YOUR TASKS ::
1) In the forum thread about the ZeusX RTA, what wattage does Slick start at after rewicking?
2) Continue the forum thread about wicking and coils for the ZeusX RTA from where it stops.
** start SOURCE TEXT **
# Wicking material, dessert coils and ZeusX RTA



## XsCode (12/7/20)

I have a million questions.

OK not a million but some. Quick history - started vaping mid Apr this year, loved it - dropped a 40 a day habit and won't look back. Things escalated quickly - Nord, Nord2, and yesterday got my ZeusX RTA and GEN mod.

*Wicking:*
I decided to redo my wicking as by this aft it was flavourless (had used whatever came with the RTA yesterday and initially it was quite good). Had a disastrous try with CRAZY spitback (not enough cotton I understand) and now the second try is a-bloody-mazing! I suspect it might be A-better wicking and B-better material used? I used the one on the bottom left in the picture, I have no idea what it is (got it as a gift from a friend) - question is which of my options below would the veterans recommend: (Dual coils in the deck)



(Yeah I got the Vandy Vapes as I was concerned about how much to use at purchase, the GeekVape YTube videos sorted me out now)


*Coils:*
I love my dessert flavours - by this aft my coils was a black mess (sugars, I know) and I had to clean them. I've used the Claptons that came with the tank - measured 2.5mm. Is this coil the recommended for desserts - I suspect it might not be ? 

I have spare 3mm Claptons but want to start building my own coils so your recommendations would decide - the wire.


*RTA:*
1 - When removing my deck from the tank this aft I noticed my wicking burnt in two spots on the sides of the build which looks like it could have been in contact with the inner tank wall. I'm a bit lost if that was the reason (and why if it was) or just something else. Unfortunately I did not take a picture. 

I tested 80 watts a few times yesterday but my vaping was between 60 and 70 watts... Why the burnt spots I wonder?


2 - I've seen on the forum people are talking about tanks for desserts - why would some be better I'm confused.


Any info would be greatly appreciated.

Reactions: Like 3


----------



## Slick (12/7/20)

XsCode said:


> I have a million questions.
> 
> OK not a million but some. Quick history - started vaping mid Apr this year, loved it - dropped a 40 a day habit and won't look back. Things escalated quickly - Nord, Nord2, and yesterday got my ZeusX RTA and GEN mod.
> 
> ...


I have the exact same setup (gen with Zeus x RTA),I'm using alien coils from nemesis,0.23ohms,50w to 55w maximum,and I use the firebolt cotton with the shoelace thingy,it fits perfectly and have no problems whatsoever,after rewicking I usually start at 40w and work my way up abit,this is the best setup for me until I get the Zeus x mesh tank

Reactions: Like 2 | Winner 1 | Thanks 1


----------



## XsCode (12/7/20)
** end SOURCE TEXT **
** start RECORDS **
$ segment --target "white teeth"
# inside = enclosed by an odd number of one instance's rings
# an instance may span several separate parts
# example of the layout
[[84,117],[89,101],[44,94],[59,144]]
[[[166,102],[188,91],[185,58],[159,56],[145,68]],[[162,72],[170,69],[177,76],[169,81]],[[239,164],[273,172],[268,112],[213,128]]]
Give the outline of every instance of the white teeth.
** end RECORDS **
PER-TASK ANSWERS ::
1) 40 watts

2)
Nice, I wanted Firebolt but it was out of stock at the time. I'll shop around for it for sure.

Do you still have to comb out the ends with it? The amount of combing is still hit and miss for me being new to the deck. If I may ask, why move to the mesh?

Reactions: Like 2


----------



## Resistance (12/7/20)

XsCode said:


> Nice, I wanted Firebolt but it was out of stock at the time. I'll shop around for it for sure.
> 
> Do you still have to comb out the ends with it? The amount of combing is still hit and miss for me being new to the deck. If I may ask, why move to the mesh?


Any cotton shines in the Zeus Range.
I'm not using mine now ,but maybe someone could give you advice on coil height etc.

Reactions: Like 1


----------



## Resistance (12/7/20)

XsCode said:


> I have a million questions.
> 
> OK not a million but some. Quick history - started vaping mid Apr this year, loved it - dropped a 40 a day habit and won't look back. Things escalated quickly - Nord, Nord2, and yesterday got my ZeusX RTA and GEN mod.
> 
> ...


Pics would make us understand your question better. The base can unscrew from the tank without spillage so also check now and then.

Reactions: Like 1


----------



## XsCode (13/7/20)

Resistance said:


> Pics would make us understand your question better. The base can unscrew from the tank without spillage so also check now and then.




The coils are still in the same place atm, just new wicking, should it happen again I will remember, thank you.

Reactions: Like 1


----------



## Stranger (13/7/20)

I find that any coils, claptons, aliens, multi wire builds all tend to gunk up unless you are at very high watts. 
My favorite desert is a Banana custard. The coils that seem to work very well with that juice are either a 24awg cotton bacon comp wire(n70) or the same in 26 awg. I twist them and sometimes space them on the install. These work very well and don't gunk up badly. Really easy to clean. I can get away with around 30W and still get great flavour. Don't ask about the wicking, I cocked that one up a bit.

Reactions: Like 2 | Winner 1


----------



## XsCode (11/8/20)

Stranger said:


> I find that any coils, claptons, aliens, multi wire builds all tend to gunk up unless you are at very high watts.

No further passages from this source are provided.